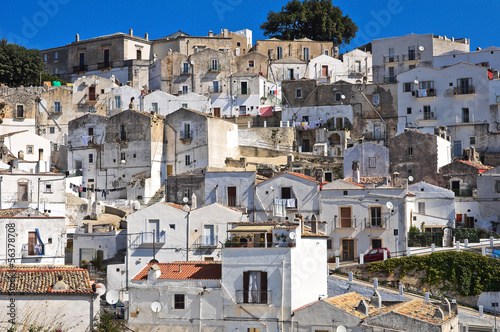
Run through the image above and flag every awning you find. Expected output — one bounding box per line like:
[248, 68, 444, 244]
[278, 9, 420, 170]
[228, 225, 274, 233]
[260, 106, 273, 116]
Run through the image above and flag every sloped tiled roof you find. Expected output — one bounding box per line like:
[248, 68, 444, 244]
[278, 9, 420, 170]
[132, 262, 222, 280]
[0, 265, 93, 294]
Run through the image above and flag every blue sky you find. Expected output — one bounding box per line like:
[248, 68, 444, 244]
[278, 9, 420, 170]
[0, 0, 500, 50]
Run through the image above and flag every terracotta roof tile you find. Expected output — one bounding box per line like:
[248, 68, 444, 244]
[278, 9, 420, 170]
[132, 262, 222, 280]
[0, 265, 94, 294]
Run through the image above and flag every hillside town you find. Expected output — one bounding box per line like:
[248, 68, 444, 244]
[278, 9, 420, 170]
[0, 17, 500, 332]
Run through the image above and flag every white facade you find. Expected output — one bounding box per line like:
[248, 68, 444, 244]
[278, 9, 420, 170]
[398, 63, 497, 156]
[0, 208, 66, 265]
[254, 172, 320, 222]
[320, 180, 409, 260]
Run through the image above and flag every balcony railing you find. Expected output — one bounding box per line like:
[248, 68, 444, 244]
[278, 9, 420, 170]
[384, 55, 399, 63]
[453, 189, 472, 197]
[194, 235, 219, 248]
[180, 130, 193, 139]
[454, 86, 476, 95]
[73, 65, 88, 73]
[236, 290, 272, 305]
[412, 89, 436, 98]
[403, 53, 420, 61]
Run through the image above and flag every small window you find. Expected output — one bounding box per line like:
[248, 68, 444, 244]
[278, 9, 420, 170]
[174, 294, 186, 309]
[368, 157, 377, 168]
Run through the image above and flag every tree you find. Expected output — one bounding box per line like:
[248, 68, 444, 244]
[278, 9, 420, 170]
[260, 0, 358, 45]
[0, 39, 43, 86]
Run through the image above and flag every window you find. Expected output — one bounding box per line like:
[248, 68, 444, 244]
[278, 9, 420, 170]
[54, 101, 61, 114]
[368, 157, 377, 168]
[115, 96, 122, 109]
[16, 105, 24, 118]
[120, 125, 127, 141]
[151, 103, 158, 114]
[276, 46, 283, 60]
[302, 47, 309, 61]
[210, 59, 220, 71]
[370, 206, 382, 227]
[174, 294, 186, 309]
[418, 202, 425, 214]
[321, 66, 328, 77]
[403, 82, 413, 92]
[462, 107, 470, 123]
[340, 206, 352, 228]
[240, 271, 268, 304]
[17, 182, 28, 202]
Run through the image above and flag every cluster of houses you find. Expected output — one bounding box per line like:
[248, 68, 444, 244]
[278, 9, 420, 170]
[0, 29, 500, 332]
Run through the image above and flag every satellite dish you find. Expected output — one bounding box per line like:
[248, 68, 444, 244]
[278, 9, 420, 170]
[96, 283, 106, 296]
[106, 290, 118, 304]
[151, 302, 161, 312]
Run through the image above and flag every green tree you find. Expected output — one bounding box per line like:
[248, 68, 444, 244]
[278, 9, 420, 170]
[0, 39, 43, 86]
[260, 0, 358, 45]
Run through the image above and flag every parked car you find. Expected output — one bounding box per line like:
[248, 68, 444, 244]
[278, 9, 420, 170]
[358, 248, 391, 263]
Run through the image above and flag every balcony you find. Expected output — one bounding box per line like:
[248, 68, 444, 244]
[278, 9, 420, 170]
[73, 65, 88, 73]
[412, 89, 436, 98]
[403, 53, 420, 62]
[384, 55, 399, 63]
[193, 235, 219, 249]
[97, 61, 111, 69]
[21, 243, 45, 257]
[236, 290, 272, 305]
[452, 189, 472, 197]
[453, 86, 476, 95]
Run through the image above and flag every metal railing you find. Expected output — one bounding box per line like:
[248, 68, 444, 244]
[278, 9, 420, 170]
[236, 290, 272, 304]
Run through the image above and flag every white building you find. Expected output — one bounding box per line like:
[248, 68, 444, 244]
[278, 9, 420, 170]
[0, 208, 66, 265]
[372, 33, 470, 83]
[320, 175, 408, 261]
[254, 172, 322, 222]
[397, 63, 499, 156]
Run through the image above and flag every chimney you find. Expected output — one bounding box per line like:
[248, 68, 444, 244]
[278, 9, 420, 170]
[370, 290, 382, 309]
[352, 160, 359, 183]
[356, 300, 369, 317]
[311, 214, 318, 234]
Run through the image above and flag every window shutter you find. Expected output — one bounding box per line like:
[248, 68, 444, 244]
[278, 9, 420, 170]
[243, 271, 250, 303]
[260, 272, 267, 303]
____________________
Problem description - Swap "flag" for "mark" in the rows from the start of the rows up to and including the line with "[17, 182, 28, 202]", and give those lines again with nothing else changed. Leave the pictures out.

Result -
Run through the image above and mark every awning you find. Expected output — one bounding box per line like:
[248, 68, 444, 244]
[278, 9, 420, 170]
[228, 225, 274, 233]
[260, 106, 273, 116]
Run through the image above and mark every sloped tiled roof you find. Expected output — one bounding box per line like:
[248, 68, 444, 244]
[278, 9, 420, 170]
[132, 262, 222, 280]
[0, 265, 93, 294]
Run through the image above and mark every blue sky you find. Expected output — one bounding box per line like:
[248, 68, 444, 244]
[278, 9, 420, 170]
[0, 0, 500, 50]
Run through the image above and mark every terracotta roof tile you find. Expected output — one bounding box per line like:
[248, 68, 444, 244]
[278, 9, 420, 170]
[132, 262, 222, 280]
[0, 265, 94, 294]
Run through the image above and mark every hillside town you find. Expected output — one bounding box per line like:
[248, 68, 444, 244]
[278, 9, 420, 170]
[0, 17, 500, 332]
Run through the image above and mark every white facade you find. Expected output — one bounding box per line like:
[248, 68, 444, 244]
[278, 9, 420, 170]
[398, 63, 497, 156]
[0, 208, 66, 265]
[254, 172, 320, 222]
[320, 180, 409, 260]
Run through the image above and mark every balcony railing you find. Expected output — one bounding box per line like:
[248, 68, 444, 244]
[278, 9, 420, 170]
[384, 55, 399, 63]
[453, 189, 472, 197]
[194, 235, 219, 248]
[180, 130, 193, 139]
[454, 86, 476, 95]
[73, 65, 88, 73]
[236, 290, 272, 305]
[412, 89, 436, 98]
[403, 53, 420, 61]
Run through the image above and mark every small window you find. Expected output — one bounding box per line like:
[248, 68, 444, 244]
[278, 9, 420, 170]
[174, 294, 186, 309]
[368, 157, 377, 168]
Run through the image above and mark every tree you find. Expected output — one bounding box per line like:
[248, 68, 444, 244]
[278, 9, 420, 170]
[260, 0, 358, 45]
[0, 39, 43, 86]
Run through the image above and mark every window you find. Expected output — one bounding box per line like:
[248, 68, 444, 244]
[278, 9, 420, 170]
[54, 101, 61, 114]
[368, 157, 377, 168]
[115, 96, 122, 109]
[16, 105, 24, 118]
[120, 125, 127, 141]
[151, 103, 158, 114]
[276, 46, 283, 60]
[302, 47, 309, 61]
[210, 59, 220, 71]
[370, 206, 382, 227]
[174, 294, 186, 309]
[418, 202, 425, 214]
[321, 66, 328, 77]
[403, 82, 413, 92]
[462, 107, 470, 123]
[340, 206, 352, 228]
[240, 271, 268, 304]
[17, 182, 28, 202]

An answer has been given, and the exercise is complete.